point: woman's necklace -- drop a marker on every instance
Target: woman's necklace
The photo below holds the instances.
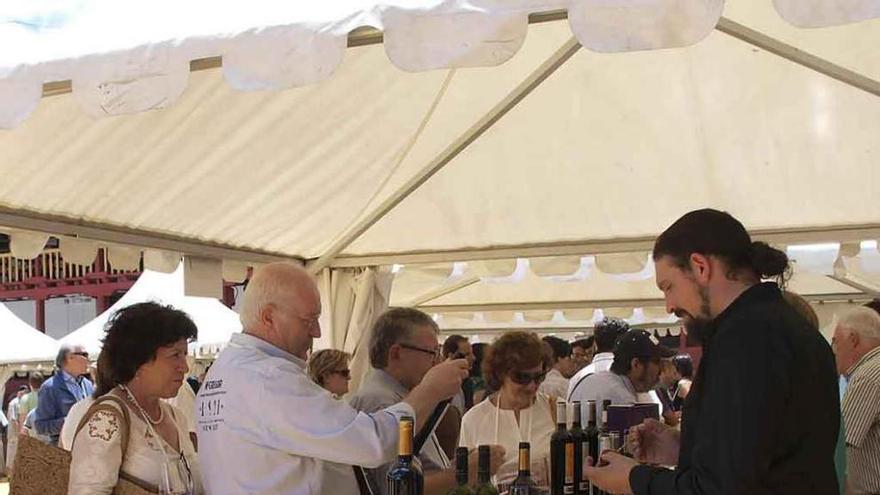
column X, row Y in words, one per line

* * *

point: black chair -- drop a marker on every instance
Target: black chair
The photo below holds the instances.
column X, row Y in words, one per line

### [Goal]
Identify each row above that contains the string "black", and copy those rows in full.

### [Output of the exercise]
point: black chair -- drop a marker on every instance
Target: black chair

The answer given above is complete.